«Non è importante la vita. Importante è cosa si fa della vita» (Beppe Niccolai - Roma, Dicembre 1984)

Anno VI - n° 3 - 31 Maggio 1997

 

Caleidoscopio di Fine Millennio
(3ª parte)

[…] dormi, Italia imbriaca, e non ti pesa

eh 'ora di questa gente, ora di quella

che già serva ti fu, sei

fatta ancella?

"Orlando Furioso", canto XVII

 

 

Se, come sostiene il direttore del Dipartimento di Scienze Neurologiche e Cognitive del M.I.T. -dottor R.J. Würtman- all'origine della demenza sarebbe un atto di autocannibalismo delle cellule cerebrali, ebbene, ho ragione di pensare che una cosa del genere stia accadendo anche qui -e in forma irreversibile- dentro le teste e i capi della politica italiana.
######
== CONSEGNA 1 ==
Riassumi in forma più breve il paragrafo dell'articolo che comincia con «Se, come sostiene il direttore», conservandone i fatti principali.

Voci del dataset
######
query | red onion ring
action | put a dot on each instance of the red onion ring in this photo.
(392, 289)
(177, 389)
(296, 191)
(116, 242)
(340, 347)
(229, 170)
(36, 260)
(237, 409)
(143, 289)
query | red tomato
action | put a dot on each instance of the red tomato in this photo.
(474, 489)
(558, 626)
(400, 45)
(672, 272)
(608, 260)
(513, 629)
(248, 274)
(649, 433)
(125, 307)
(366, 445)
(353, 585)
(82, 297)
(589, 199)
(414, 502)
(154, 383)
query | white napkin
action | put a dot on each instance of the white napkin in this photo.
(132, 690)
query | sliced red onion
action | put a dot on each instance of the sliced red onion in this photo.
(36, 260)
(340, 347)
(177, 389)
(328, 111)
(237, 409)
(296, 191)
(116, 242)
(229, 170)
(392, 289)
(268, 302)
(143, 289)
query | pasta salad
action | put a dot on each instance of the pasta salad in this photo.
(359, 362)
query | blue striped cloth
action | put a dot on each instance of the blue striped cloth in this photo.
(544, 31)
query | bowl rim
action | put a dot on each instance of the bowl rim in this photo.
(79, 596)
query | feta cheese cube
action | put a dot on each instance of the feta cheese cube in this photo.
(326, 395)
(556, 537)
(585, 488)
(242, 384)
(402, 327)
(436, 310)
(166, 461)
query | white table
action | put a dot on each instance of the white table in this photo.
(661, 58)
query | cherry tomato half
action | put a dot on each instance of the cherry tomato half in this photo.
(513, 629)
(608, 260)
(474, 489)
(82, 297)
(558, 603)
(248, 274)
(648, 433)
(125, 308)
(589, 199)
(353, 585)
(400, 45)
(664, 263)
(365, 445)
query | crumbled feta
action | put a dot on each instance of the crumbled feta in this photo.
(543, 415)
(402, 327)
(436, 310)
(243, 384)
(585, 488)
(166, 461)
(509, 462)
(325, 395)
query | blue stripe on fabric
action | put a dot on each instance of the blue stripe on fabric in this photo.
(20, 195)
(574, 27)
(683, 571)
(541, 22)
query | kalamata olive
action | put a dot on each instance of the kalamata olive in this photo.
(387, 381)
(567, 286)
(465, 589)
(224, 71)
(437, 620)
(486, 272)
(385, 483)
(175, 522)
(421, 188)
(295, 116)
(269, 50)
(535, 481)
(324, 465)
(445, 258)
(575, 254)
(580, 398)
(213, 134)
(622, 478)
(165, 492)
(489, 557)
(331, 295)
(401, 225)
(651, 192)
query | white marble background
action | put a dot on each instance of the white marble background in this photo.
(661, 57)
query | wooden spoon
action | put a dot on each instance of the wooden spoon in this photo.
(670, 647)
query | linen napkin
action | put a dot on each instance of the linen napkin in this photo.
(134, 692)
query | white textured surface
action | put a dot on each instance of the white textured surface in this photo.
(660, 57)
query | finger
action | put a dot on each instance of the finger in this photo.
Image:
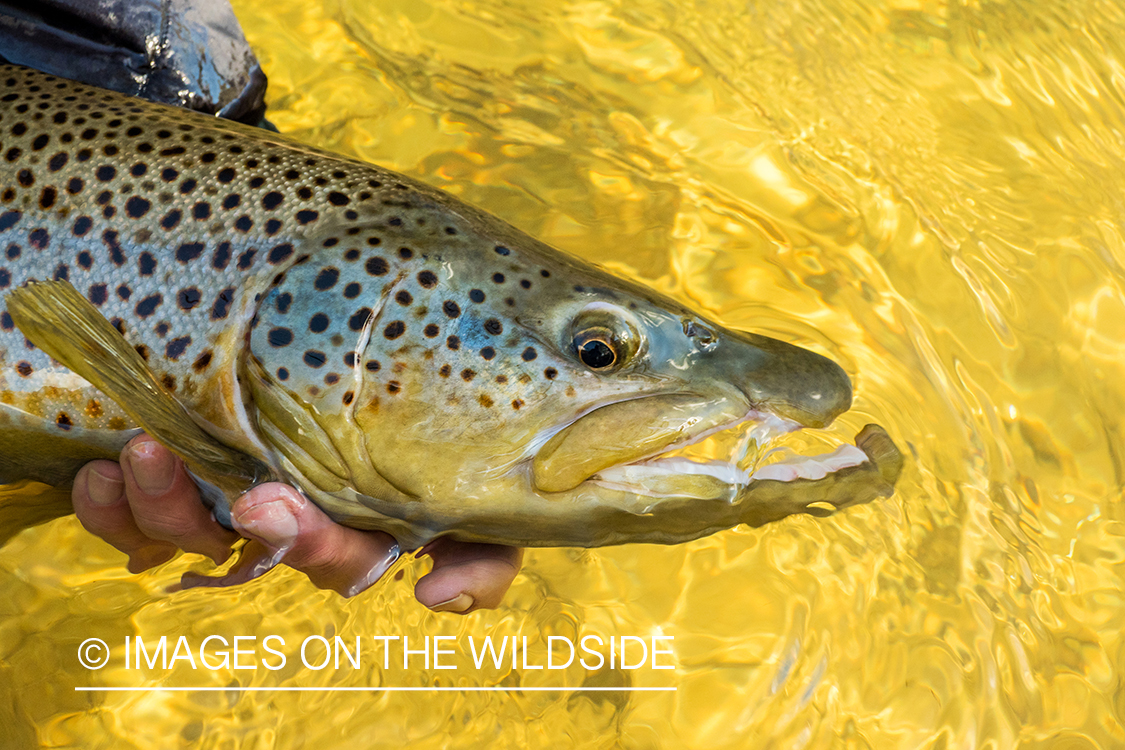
(342, 559)
(100, 504)
(165, 503)
(467, 577)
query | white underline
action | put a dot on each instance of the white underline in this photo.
(376, 689)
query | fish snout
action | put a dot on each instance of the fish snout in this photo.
(789, 381)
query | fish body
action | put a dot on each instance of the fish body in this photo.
(411, 362)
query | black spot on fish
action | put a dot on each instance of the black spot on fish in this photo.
(189, 251)
(394, 330)
(188, 298)
(176, 348)
(326, 278)
(136, 207)
(279, 336)
(222, 305)
(38, 238)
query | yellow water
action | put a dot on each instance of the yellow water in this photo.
(930, 192)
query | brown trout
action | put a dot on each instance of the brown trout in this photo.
(410, 362)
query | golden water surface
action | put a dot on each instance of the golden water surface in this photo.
(933, 193)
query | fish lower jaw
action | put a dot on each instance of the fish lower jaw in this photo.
(677, 476)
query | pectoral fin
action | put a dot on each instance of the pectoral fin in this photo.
(61, 322)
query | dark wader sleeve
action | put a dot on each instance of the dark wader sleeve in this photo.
(189, 53)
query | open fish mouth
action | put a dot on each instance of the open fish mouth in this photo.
(642, 446)
(672, 475)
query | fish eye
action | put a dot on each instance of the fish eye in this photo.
(596, 349)
(604, 337)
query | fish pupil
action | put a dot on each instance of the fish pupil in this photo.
(596, 354)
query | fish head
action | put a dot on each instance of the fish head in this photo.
(480, 369)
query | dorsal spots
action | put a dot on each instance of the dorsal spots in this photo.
(326, 278)
(222, 305)
(188, 298)
(189, 251)
(38, 238)
(136, 207)
(279, 336)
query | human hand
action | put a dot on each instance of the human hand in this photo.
(147, 507)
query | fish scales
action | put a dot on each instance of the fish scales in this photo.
(173, 225)
(413, 363)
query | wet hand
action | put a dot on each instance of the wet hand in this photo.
(147, 507)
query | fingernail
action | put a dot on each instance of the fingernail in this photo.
(271, 521)
(150, 557)
(104, 490)
(153, 468)
(459, 604)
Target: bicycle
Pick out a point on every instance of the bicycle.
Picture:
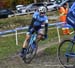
(66, 52)
(31, 49)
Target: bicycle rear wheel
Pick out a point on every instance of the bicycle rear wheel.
(31, 52)
(66, 53)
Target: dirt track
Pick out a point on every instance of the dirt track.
(40, 61)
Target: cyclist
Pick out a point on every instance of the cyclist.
(71, 16)
(39, 18)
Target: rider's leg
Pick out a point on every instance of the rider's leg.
(25, 44)
(40, 35)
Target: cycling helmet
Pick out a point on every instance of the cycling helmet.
######
== CONSEGNA 2 ==
Nelle voci, parti dalla riga che contiene "Target: cyclist" e arriva fino alla fine delle voci. Riscrivi quelle righe sostituendo "Pick out a point" con "Mark a point" e lascia invariato tutto il resto.

== RISPOSTA SCRITTA 1 ==
Il dottor R.J. Würtman, direttore del Dipartimento di Scienze Neurologiche e Cognitive del M.I.T., sostiene che la demenza nascerebbe da un autocannibalismo cerebrale. L'autore pensa che lo stesso stia accadendo, in modo irreversibile, nelle teste e nei capi della politica italiana.

== RISPOSTA SCRITTA 2 ==
Target: cyclist
Mark a point on every instance of the cyclist.
(71, 16)
(39, 18)
Target: rider's leg
Mark a point on every instance of the rider's leg.
(25, 44)
(40, 35)
Target: cycling helmet
Mark a point on every instance of the cycling helmet.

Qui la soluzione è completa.